WHAT NEEDS TO BE DONE:
Restate the records exactly. Include all of them.

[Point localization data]
★ ★ ★

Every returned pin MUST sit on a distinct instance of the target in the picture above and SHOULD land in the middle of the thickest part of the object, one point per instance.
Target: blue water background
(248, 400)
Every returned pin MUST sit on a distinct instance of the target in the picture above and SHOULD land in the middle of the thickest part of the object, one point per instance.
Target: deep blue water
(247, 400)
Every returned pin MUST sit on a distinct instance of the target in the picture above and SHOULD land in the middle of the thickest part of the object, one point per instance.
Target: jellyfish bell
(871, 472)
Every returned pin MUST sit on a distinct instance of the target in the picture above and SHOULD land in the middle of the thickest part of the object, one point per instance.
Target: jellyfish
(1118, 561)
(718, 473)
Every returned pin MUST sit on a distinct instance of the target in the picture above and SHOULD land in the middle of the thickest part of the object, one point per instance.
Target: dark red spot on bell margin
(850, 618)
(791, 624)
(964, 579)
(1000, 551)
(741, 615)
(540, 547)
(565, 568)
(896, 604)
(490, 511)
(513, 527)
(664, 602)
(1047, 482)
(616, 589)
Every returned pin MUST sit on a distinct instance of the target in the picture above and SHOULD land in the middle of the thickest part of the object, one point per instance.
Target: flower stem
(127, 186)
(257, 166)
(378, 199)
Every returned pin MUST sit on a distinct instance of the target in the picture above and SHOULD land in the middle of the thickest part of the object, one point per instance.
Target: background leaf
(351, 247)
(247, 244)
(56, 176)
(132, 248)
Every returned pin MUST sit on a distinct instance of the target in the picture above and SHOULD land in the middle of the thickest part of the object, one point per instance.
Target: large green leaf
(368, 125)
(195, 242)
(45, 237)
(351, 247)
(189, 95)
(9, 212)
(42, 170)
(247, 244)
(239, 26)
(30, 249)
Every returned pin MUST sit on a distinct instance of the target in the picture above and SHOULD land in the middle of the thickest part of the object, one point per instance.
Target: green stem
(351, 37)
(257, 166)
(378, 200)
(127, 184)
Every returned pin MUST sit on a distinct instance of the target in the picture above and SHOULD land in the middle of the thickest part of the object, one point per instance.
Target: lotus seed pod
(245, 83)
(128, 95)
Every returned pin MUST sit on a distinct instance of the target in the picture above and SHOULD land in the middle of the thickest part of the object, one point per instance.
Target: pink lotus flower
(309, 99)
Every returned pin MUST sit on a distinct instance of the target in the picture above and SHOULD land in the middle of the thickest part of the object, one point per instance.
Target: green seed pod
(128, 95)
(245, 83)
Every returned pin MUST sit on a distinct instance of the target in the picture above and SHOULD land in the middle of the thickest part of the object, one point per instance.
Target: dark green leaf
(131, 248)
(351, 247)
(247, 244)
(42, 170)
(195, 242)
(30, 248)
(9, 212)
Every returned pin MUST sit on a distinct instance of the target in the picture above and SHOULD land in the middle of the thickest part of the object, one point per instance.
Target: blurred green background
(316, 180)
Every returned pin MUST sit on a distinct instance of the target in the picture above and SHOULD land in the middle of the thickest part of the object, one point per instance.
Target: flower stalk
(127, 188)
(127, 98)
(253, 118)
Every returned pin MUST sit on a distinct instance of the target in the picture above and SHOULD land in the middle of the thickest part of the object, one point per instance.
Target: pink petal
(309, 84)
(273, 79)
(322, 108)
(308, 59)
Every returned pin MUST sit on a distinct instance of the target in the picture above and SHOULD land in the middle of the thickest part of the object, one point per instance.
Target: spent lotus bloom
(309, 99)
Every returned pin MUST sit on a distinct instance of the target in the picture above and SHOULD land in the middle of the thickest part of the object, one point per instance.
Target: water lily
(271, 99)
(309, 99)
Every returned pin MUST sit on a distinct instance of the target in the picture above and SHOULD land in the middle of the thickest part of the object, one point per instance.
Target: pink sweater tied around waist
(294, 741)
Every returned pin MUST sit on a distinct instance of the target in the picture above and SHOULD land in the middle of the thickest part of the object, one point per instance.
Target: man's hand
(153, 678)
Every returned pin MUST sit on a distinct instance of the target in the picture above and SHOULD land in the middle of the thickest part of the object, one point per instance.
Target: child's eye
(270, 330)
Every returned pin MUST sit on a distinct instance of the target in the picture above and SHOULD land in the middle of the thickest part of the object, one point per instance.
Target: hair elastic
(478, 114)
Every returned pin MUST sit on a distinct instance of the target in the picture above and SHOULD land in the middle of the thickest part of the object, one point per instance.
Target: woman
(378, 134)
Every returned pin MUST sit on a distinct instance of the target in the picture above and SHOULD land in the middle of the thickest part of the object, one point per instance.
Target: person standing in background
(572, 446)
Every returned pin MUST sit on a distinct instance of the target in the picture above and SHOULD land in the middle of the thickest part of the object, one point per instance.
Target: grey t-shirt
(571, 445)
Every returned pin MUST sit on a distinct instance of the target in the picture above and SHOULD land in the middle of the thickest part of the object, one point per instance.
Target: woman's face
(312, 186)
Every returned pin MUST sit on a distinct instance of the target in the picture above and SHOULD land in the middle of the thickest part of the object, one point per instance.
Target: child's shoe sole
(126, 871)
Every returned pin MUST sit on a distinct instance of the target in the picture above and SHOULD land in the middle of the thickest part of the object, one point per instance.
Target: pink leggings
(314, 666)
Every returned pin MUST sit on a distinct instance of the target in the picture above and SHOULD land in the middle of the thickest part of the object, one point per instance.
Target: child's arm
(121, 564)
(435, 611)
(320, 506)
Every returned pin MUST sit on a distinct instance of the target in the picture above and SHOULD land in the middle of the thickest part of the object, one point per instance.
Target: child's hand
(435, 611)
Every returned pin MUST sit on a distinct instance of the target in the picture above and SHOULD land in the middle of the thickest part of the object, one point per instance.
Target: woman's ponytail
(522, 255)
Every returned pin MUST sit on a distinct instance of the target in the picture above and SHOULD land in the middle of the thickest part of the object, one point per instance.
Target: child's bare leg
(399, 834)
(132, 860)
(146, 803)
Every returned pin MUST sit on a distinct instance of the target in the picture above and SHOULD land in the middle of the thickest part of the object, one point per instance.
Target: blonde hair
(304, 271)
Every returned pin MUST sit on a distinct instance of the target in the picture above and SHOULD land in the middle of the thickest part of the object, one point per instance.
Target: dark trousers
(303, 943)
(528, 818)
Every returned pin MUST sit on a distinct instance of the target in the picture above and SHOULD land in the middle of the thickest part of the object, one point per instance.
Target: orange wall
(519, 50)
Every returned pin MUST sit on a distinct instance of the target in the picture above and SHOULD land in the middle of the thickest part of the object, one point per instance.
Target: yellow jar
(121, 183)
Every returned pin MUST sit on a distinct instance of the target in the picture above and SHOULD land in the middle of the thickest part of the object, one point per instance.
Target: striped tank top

★ ★ ★

WRITTEN SOLUTION:
Every returned pin MUST sit on a distinct instance of the target in the picture above and SHOULD land in the middle of the thickest part of the object, one point per instance.
Target: blue water background
(248, 400)
Every returned pin MUST sit on a distinct instance of the target in the picture above and SHOULD land in the middle of the thickest part of the object, one point per instance.
Target: deep blue water
(247, 400)
Every returned pin MUST sit on a distinct instance of the target in the picture above and SHOULD land in the middle of the thickest part of the object, one point per instance.
Target: jellyfish bell
(871, 472)
Every returned pin MUST sit on a distinct instance of the target in the picture above and SHOULD land in the middle of the thickest part of the object, one point per instance.
Target: jellyfish
(1118, 561)
(718, 473)
Every returned pin MUST sit on a distinct instance of the target in the picture above and SHOULD land in the middle of the thickest part of the object, one point per instance.
Target: dark red spot on bell margin
(850, 618)
(791, 624)
(964, 579)
(1000, 551)
(741, 615)
(540, 547)
(565, 568)
(896, 604)
(490, 511)
(513, 527)
(664, 602)
(1047, 482)
(616, 589)
Every returned pin MUST sit on a distinct instance of the target in the picture above and SHOULD land in the middle of the thickest part of the object, one point per instance.
Target: flower stem
(127, 186)
(257, 166)
(378, 199)
Every returned pin MUST sit on a distinct instance of the target in the picture above and SHOULD land in the middle of the thickest part of the object, one point per instance.
Target: background leaf
(351, 247)
(247, 244)
(56, 176)
(132, 248)
Every returned pin MUST sit on a distinct instance of the target in the picture above and SHOULD land in the middle of the thickest part of the object, one point per instance.
Target: large green leaf
(368, 125)
(195, 242)
(45, 237)
(351, 247)
(189, 95)
(9, 212)
(42, 170)
(247, 244)
(239, 26)
(30, 249)
Every returned pin MUST sit on a distinct instance of the target in the picture above and SHOULD land in the middle of the thickest part of the object, one point per instance.
Target: green stem
(351, 37)
(257, 166)
(378, 200)
(127, 184)
Every returned pin MUST sit on a distinct instance of the target in the picture above and SHOULD land in the middle of the thickest part of the object, one point per instance.
Target: lotus seed pod
(245, 83)
(128, 95)
Every returned pin MUST sit on a distinct instance of the target in the picture above and SHOULD land in the middle of the thickest part of the object, one point per instance.
Target: pink lotus flower
(309, 99)
Every returned pin MUST sit on a distinct instance of the target in the picture above and SHOULD land in the middle of the thickest part of the object, one point per instance.
Target: green seed pod
(128, 95)
(245, 83)
Every returned pin MUST sit on a distinct instance of the target in the picture above and SHOULD land in the middle of the thickest part of the object, one point per instance.
Target: dark green leaf
(131, 248)
(351, 247)
(247, 244)
(42, 170)
(195, 242)
(30, 248)
(9, 212)
Every returned pin MUST sit on a distinct instance of the target in the picture above and SHOULD land in the middle of the thickest part of the object, one point per instance.
Target: blurred green background
(316, 180)
Every returned pin MUST sit on a distinct instance of the target in the picture above and SHOULD land in the middle of the thickest part of the object, one point per instance.
Target: flower stalk
(127, 188)
(127, 98)
(253, 118)
Every returned pin MUST sit on a distinct instance of the target in the picture above and SHOULD land in the middle of the thickest part of the object, one point per instance.
Target: pink petal
(309, 84)
(273, 79)
(322, 108)
(308, 59)
Every returned pin MUST sit on a distinct instance of the target in the picture above and SHOULD land in the middle of the thickest part of the object, one point per instance.
Target: spent lotus bloom
(309, 99)
Every returned pin MUST sit on a distinct instance of the target in the picture above and SHOULD land in the middle of the thickest part of the object, one point per instance.
Target: water lily
(271, 99)
(309, 99)
Every returned pin MUST sit on a distinct instance of the target in the picture above and SHOULD land in the middle of the thickest part of the object, one point per instance.
Target: pink sweater tied around waist
(294, 741)
Every returned pin MUST sit on a distinct instance of the target in the picture above and SHOULD land in the middle of the thickest part of the object, one point per instance.
Target: man's hand
(153, 678)
Every returned pin MUST sit on a distinct instance of the target in the picture above and SHOULD land in the middle of the thickest part of the object, one point per instance.
Target: child's eye
(270, 330)
Every returned pin MUST sit on a distinct instance of the target in the picture above and SHOULD land in the middle of the thickest part of the object, one point per instance.
Target: hair elastic
(478, 114)
Every returned pin MUST sit on a distinct instance of the target in the picture above and SHOULD land in the middle of the thickest part of the object, one point per instance.
Target: woman
(378, 134)
Every returned pin MUST sit on a distinct instance of the target in the picture above and SHOULD land in the middle of the thickest part of the object, one point per instance.
Target: person standing in background
(572, 446)
Every returned pin MUST sit on a distinct instance of the target in the picture above and SHOULD land in the middle of the thickest part of the object, one point per instance.
Target: grey t-shirt
(571, 445)
Every returned pin MUST sit on a distinct instance of the target in the picture above and SHOULD land in the middle of the thickest part of the object, one point per instance.
Target: woman's face
(312, 186)
Every returned pin MUST sit on a distinct instance of the target in the picture above and SHOULD land in the middle of the thickest part of the object, one point per instance.
Target: child's shoe sole
(126, 871)
Every returned pin MUST sit on a distinct instance of the target in the picture above and SHOULD land in the middle of the thickest part of the object, one point per instance.
Target: pink leggings
(314, 666)
Every returned pin MUST sit on a distinct instance of the target in the picture above and SHOULD land in the middle of the thickest part of the object, one point per instance.
Target: child's arm
(121, 564)
(435, 611)
(320, 506)
Every returned pin MUST sit on a distinct instance of the target in the picture above and SHOULD land in the middle of the thickest part of the object, one point per instance.
Target: child's hand
(435, 611)
Every returned pin MUST sit on a distinct instance of the target in the picture above and SHOULD land in the middle of the thickest part of the object, one point per instance.
Target: woman's ponytail
(522, 255)
Every returned pin MUST sit on a distinct instance of the target in the picture above and SHOULD land in the middle of the thickest part of the object, one point per instance.
Target: child's bare leg
(399, 834)
(132, 860)
(146, 803)
Every returned pin MUST sit on a distinct instance of the target in the picture above and SHOULD land in the middle of the thickest part of the object, one point per instance.
Target: blonde hair
(304, 271)
Every returned pin MUST sit on a distinct instance of the target in the picture above and SHOULD land in the middle of the thickest part of the object, one point per instance.
Target: dark trousers
(303, 943)
(528, 818)
Every returned pin MUST sit on a distinct instance of the target in the picture above and SHOULD land in the middle of the thickest part of the object, one point per instance.
Target: orange wall
(519, 50)
Every returned pin MUST sit on a distinct instance of the target in the picture above and SHOULD land in the middle of the thickest part of the object, one point per instance.
Target: yellow jar
(121, 183)
Every returned pin MUST sit on a distinct instance of the target in the picture above and SHOULD land in the middle of the thickest part of the object, one point per instance.
Target: striped tank top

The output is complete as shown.